Task details:
Select from the records below every line that has the word "path" in it.

Data in this exercise:
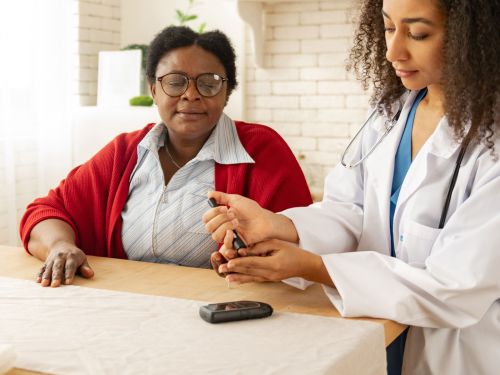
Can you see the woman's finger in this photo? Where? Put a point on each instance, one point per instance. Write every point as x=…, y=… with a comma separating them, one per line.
x=217, y=259
x=57, y=270
x=227, y=249
x=70, y=270
x=259, y=249
x=85, y=270
x=40, y=273
x=213, y=213
x=47, y=274
x=221, y=198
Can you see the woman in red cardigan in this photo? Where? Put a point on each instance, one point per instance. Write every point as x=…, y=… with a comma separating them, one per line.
x=142, y=196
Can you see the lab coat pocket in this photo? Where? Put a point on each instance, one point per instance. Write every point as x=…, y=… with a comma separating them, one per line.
x=417, y=242
x=194, y=205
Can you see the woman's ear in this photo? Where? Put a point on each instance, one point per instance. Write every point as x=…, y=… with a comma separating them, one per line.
x=152, y=89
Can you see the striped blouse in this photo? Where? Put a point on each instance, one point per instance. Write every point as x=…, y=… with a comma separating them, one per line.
x=163, y=223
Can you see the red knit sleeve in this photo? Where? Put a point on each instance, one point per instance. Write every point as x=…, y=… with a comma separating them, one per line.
x=84, y=198
x=275, y=180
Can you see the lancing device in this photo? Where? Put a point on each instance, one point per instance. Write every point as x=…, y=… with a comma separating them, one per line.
x=237, y=241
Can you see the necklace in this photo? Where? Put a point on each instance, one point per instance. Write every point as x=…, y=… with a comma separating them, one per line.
x=170, y=157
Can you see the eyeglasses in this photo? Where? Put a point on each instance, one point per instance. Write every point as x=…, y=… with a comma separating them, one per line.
x=176, y=84
x=389, y=125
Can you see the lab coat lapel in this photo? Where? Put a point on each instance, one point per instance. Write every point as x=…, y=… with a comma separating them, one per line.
x=439, y=145
x=381, y=164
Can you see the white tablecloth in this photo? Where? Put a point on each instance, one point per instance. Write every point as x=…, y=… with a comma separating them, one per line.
x=77, y=330
x=7, y=357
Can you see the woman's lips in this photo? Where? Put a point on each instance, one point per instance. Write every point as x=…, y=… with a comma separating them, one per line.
x=190, y=115
x=405, y=73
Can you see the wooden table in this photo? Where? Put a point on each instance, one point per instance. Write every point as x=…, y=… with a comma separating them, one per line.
x=184, y=282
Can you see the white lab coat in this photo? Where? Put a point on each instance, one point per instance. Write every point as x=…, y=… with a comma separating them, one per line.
x=445, y=283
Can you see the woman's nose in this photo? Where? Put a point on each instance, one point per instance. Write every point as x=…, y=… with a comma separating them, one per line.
x=192, y=92
x=396, y=47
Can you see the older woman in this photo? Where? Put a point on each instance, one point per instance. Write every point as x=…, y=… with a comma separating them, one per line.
x=142, y=196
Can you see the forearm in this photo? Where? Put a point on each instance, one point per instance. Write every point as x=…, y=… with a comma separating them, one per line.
x=46, y=234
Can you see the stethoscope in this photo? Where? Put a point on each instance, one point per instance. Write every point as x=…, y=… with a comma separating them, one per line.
x=390, y=124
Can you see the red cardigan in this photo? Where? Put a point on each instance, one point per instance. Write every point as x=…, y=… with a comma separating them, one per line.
x=93, y=195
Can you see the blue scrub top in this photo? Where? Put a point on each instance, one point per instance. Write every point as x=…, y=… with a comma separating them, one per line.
x=402, y=163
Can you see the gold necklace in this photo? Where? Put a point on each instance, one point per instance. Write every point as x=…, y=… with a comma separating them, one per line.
x=170, y=157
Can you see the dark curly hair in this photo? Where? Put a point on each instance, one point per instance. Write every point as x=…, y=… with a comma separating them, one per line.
x=471, y=64
x=215, y=42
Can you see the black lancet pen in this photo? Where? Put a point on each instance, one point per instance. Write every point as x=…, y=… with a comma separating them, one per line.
x=237, y=241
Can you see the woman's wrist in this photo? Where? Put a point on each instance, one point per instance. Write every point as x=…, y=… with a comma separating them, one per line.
x=314, y=269
x=281, y=228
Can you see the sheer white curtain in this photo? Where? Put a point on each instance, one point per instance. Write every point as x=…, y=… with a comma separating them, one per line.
x=38, y=41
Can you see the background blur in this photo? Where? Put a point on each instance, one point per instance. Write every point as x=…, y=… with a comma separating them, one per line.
x=291, y=57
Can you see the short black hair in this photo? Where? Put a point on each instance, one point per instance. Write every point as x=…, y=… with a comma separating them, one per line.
x=215, y=42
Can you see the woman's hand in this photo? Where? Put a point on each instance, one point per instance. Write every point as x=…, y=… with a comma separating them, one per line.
x=273, y=260
x=252, y=222
x=63, y=261
x=225, y=253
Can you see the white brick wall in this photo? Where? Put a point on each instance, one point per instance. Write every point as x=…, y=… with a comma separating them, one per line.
x=99, y=30
x=304, y=91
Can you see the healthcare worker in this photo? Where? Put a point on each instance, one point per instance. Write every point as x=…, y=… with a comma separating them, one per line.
x=409, y=226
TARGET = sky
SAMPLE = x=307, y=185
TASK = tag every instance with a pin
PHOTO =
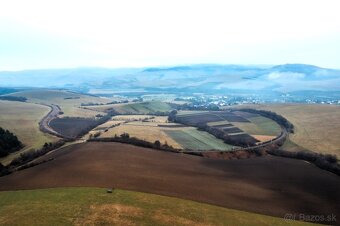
x=37, y=34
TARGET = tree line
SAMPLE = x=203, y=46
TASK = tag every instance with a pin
x=126, y=139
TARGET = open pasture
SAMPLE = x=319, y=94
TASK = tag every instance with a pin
x=193, y=139
x=239, y=127
x=92, y=206
x=151, y=107
x=69, y=102
x=316, y=126
x=256, y=185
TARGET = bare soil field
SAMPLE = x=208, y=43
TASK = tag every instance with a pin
x=72, y=127
x=269, y=185
x=316, y=126
x=242, y=127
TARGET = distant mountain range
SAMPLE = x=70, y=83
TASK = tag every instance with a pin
x=191, y=78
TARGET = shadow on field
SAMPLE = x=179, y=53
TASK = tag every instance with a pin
x=268, y=185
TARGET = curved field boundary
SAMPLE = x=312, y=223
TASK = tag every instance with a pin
x=44, y=124
x=269, y=185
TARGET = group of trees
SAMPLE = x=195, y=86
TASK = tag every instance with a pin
x=8, y=142
x=28, y=156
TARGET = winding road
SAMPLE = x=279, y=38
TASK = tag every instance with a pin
x=44, y=124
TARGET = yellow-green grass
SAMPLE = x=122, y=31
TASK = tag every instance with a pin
x=70, y=107
x=143, y=131
x=191, y=138
x=316, y=125
x=259, y=126
x=23, y=120
x=179, y=113
x=135, y=108
x=93, y=206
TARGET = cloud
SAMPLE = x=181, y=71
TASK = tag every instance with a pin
x=285, y=76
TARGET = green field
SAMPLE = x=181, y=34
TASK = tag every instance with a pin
x=197, y=140
x=260, y=126
x=135, y=108
x=93, y=206
x=143, y=108
x=23, y=120
x=69, y=102
x=316, y=126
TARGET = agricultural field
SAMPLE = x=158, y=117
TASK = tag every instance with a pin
x=72, y=127
x=239, y=126
x=23, y=120
x=193, y=139
x=152, y=128
x=69, y=102
x=92, y=206
x=254, y=185
x=134, y=108
x=316, y=126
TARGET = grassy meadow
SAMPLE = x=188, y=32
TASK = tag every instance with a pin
x=69, y=102
x=93, y=206
x=316, y=126
x=135, y=108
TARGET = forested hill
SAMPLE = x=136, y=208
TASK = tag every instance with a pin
x=8, y=142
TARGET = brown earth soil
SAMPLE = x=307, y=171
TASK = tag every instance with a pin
x=267, y=185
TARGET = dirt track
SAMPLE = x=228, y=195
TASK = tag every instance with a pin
x=45, y=122
x=268, y=185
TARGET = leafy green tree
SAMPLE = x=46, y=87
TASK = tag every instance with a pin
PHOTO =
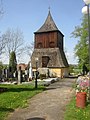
x=13, y=62
x=82, y=47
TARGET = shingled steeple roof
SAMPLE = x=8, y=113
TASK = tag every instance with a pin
x=49, y=25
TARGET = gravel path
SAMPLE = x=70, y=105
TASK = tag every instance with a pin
x=48, y=105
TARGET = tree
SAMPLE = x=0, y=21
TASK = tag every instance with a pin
x=82, y=47
x=14, y=41
x=2, y=45
x=12, y=62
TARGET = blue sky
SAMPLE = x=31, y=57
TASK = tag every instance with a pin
x=29, y=15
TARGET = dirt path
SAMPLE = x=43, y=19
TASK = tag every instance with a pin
x=48, y=105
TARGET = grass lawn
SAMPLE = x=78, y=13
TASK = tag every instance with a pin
x=16, y=96
x=74, y=113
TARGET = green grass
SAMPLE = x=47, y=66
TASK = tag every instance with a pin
x=16, y=96
x=74, y=113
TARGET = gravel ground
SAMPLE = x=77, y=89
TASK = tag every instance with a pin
x=48, y=105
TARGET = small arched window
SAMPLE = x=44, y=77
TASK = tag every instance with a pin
x=51, y=44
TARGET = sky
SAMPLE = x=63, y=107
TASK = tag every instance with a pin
x=29, y=16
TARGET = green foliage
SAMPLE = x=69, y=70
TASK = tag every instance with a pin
x=13, y=62
x=74, y=113
x=16, y=96
x=1, y=66
x=82, y=47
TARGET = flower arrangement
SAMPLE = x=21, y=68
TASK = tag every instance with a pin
x=82, y=84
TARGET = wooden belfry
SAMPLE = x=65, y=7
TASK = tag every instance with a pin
x=48, y=48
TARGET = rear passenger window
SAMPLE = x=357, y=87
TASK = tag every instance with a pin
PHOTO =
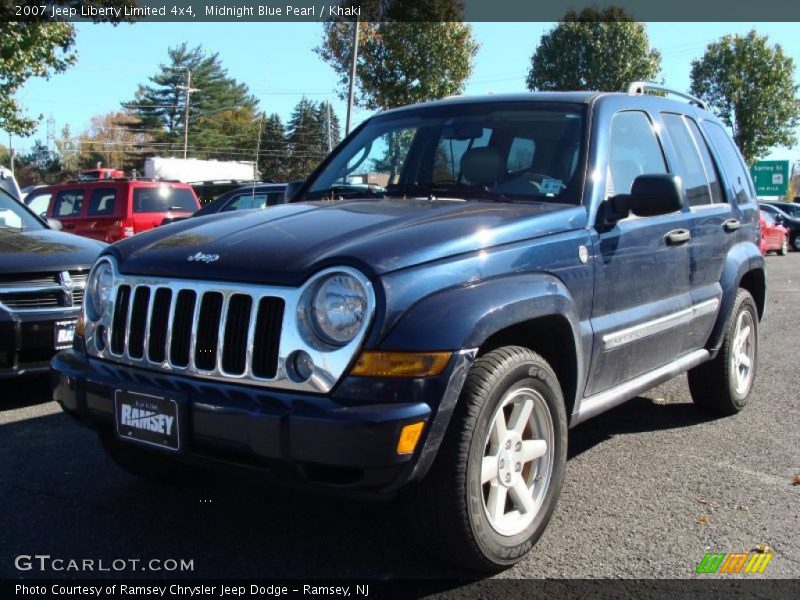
x=68, y=203
x=690, y=165
x=102, y=202
x=633, y=150
x=731, y=162
x=39, y=203
x=163, y=198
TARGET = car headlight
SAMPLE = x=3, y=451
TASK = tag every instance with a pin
x=98, y=290
x=339, y=308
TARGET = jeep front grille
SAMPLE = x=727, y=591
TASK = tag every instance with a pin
x=200, y=331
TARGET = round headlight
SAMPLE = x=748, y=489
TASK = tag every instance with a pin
x=98, y=290
x=339, y=308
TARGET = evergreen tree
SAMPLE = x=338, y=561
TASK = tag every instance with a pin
x=160, y=105
x=306, y=138
x=273, y=150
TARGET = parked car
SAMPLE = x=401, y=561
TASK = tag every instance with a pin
x=9, y=184
x=42, y=277
x=790, y=208
x=111, y=210
x=535, y=260
x=774, y=237
x=792, y=224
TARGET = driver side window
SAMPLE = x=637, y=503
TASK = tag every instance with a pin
x=633, y=150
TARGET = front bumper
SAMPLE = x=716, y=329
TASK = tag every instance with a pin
x=345, y=441
x=27, y=340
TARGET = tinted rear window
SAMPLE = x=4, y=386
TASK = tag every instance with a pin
x=163, y=199
x=102, y=202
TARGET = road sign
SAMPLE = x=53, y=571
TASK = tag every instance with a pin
x=771, y=177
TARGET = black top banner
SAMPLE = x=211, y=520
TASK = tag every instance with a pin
x=391, y=10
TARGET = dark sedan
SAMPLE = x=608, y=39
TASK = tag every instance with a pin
x=42, y=279
x=246, y=197
x=792, y=223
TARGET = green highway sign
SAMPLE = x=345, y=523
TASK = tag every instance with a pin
x=771, y=177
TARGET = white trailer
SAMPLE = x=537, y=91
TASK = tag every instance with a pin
x=193, y=169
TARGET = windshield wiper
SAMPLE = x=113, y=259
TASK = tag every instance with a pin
x=465, y=190
x=336, y=192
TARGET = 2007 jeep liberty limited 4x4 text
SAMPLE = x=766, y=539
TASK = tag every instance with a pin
x=527, y=262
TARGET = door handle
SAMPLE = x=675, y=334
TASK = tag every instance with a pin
x=676, y=237
x=731, y=225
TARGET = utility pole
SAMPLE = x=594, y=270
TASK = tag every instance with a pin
x=351, y=94
x=189, y=89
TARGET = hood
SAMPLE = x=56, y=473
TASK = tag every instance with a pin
x=285, y=244
x=44, y=250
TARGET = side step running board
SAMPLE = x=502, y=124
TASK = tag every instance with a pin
x=594, y=405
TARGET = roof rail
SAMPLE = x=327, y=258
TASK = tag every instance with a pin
x=640, y=87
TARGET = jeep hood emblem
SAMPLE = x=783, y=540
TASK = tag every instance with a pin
x=201, y=257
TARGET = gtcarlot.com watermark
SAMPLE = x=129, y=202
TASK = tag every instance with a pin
x=45, y=563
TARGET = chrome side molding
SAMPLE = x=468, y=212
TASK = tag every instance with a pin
x=603, y=401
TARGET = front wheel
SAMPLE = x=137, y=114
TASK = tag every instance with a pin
x=498, y=474
x=722, y=385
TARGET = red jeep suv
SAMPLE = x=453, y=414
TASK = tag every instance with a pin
x=112, y=209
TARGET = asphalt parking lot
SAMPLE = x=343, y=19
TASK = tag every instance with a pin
x=650, y=488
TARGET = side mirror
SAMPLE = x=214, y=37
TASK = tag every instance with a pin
x=651, y=195
x=291, y=189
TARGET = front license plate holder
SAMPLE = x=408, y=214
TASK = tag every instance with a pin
x=147, y=419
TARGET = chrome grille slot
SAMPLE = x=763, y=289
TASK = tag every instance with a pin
x=266, y=342
x=181, y=342
x=120, y=320
x=218, y=330
x=159, y=321
x=136, y=333
x=234, y=348
x=207, y=331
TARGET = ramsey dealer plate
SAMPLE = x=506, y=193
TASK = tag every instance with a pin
x=63, y=332
x=146, y=419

Result below:
TARGET = gravel path
TARGET = dirt path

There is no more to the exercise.